▶ _Exercise aim_: Return every entry below without altering a word.

*** Opening Data records ***

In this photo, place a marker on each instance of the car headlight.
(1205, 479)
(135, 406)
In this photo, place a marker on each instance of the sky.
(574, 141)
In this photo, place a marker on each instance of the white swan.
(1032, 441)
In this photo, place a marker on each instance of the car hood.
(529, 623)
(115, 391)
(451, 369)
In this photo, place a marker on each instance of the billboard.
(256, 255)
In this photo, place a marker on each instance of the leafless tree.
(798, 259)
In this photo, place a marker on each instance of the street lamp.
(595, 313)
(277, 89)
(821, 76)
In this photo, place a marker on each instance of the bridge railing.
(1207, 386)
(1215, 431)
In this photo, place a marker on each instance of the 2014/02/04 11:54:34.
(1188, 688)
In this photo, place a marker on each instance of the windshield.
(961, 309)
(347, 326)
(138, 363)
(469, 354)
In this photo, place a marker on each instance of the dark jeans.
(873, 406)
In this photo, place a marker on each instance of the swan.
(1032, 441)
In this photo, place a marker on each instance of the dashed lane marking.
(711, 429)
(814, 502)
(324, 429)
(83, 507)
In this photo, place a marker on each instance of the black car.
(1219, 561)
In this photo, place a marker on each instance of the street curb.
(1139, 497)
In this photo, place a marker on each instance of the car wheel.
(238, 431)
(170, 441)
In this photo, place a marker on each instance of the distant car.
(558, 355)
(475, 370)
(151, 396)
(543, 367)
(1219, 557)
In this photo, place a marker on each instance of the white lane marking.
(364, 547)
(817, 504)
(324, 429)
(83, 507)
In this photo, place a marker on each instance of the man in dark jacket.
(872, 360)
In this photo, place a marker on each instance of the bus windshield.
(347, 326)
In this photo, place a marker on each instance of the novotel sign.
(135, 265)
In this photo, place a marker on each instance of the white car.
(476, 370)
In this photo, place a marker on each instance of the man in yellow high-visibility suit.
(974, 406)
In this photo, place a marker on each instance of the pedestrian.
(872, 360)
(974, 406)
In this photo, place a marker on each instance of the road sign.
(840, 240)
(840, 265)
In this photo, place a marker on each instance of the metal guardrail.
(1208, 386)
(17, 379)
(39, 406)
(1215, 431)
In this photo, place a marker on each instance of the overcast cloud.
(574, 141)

*** Closing Data records ***

▶ _Result of the task_:
In this photo, place a marker on each instance of the car headlight.
(1205, 479)
(135, 406)
In this photo, place a marker on each instance of the sky.
(574, 141)
In this photo, place a marker on each instance of the white swan.
(1032, 441)
In this photo, place a marker on each instance of the car hood.
(529, 623)
(115, 391)
(451, 369)
In this photo, place a marker on each instance of the billboard.
(256, 255)
In this photo, place a marker on each instance of the leafless tree.
(798, 259)
In this photo, place a marker on each instance of the street lamp.
(595, 313)
(277, 89)
(821, 76)
In this photo, place a marker on each instance of the bridge railing.
(1207, 386)
(1215, 431)
In this photo, place a marker on each instance of the 2014/02/04 11:54:34.
(1188, 688)
In this photo, place a marker on each instance of the windshield.
(961, 309)
(347, 326)
(138, 363)
(469, 354)
In this photo, place a marker on each instance of the dark jeans.
(873, 406)
In this photo, place a marker on each instance of the swan.
(1032, 441)
In this photo, place a marker on each instance of the dashed lane marking.
(711, 429)
(814, 502)
(324, 429)
(83, 507)
In this photo, place a marker on each instance of the black car.
(1219, 561)
In this photo, place a marker on each instance of the street curb.
(1139, 497)
In this photo, place a marker on each instance of the car wheel.
(238, 431)
(170, 441)
In this photo, place a marker on each instance of the distant car.
(558, 355)
(475, 370)
(151, 396)
(543, 367)
(1219, 557)
In this photo, place a marker on each instance of the white lane marking.
(364, 547)
(817, 504)
(324, 429)
(83, 507)
In this photo, place a marker on each instance of the man in dark jacket.
(872, 360)
In this photo, place a marker on each instance of the bus windshield.
(347, 326)
In this photo, place a marker on each instance of the novotel sign.
(135, 265)
In this photo, place a marker on each instance of the white car.
(476, 370)
In this photo, place a marker on each instance of the man in yellow high-visibility suit.
(974, 406)
In this photo, place a marker on each instance of the pedestrian.
(872, 360)
(974, 406)
In this photo, place a marker on each instance of the road sign.
(840, 240)
(840, 265)
In this photo, place a marker on each instance of the metal guardrail.
(1208, 386)
(17, 379)
(39, 406)
(1215, 431)
In this photo, place a marker on each instance of the overcast cloud.
(574, 141)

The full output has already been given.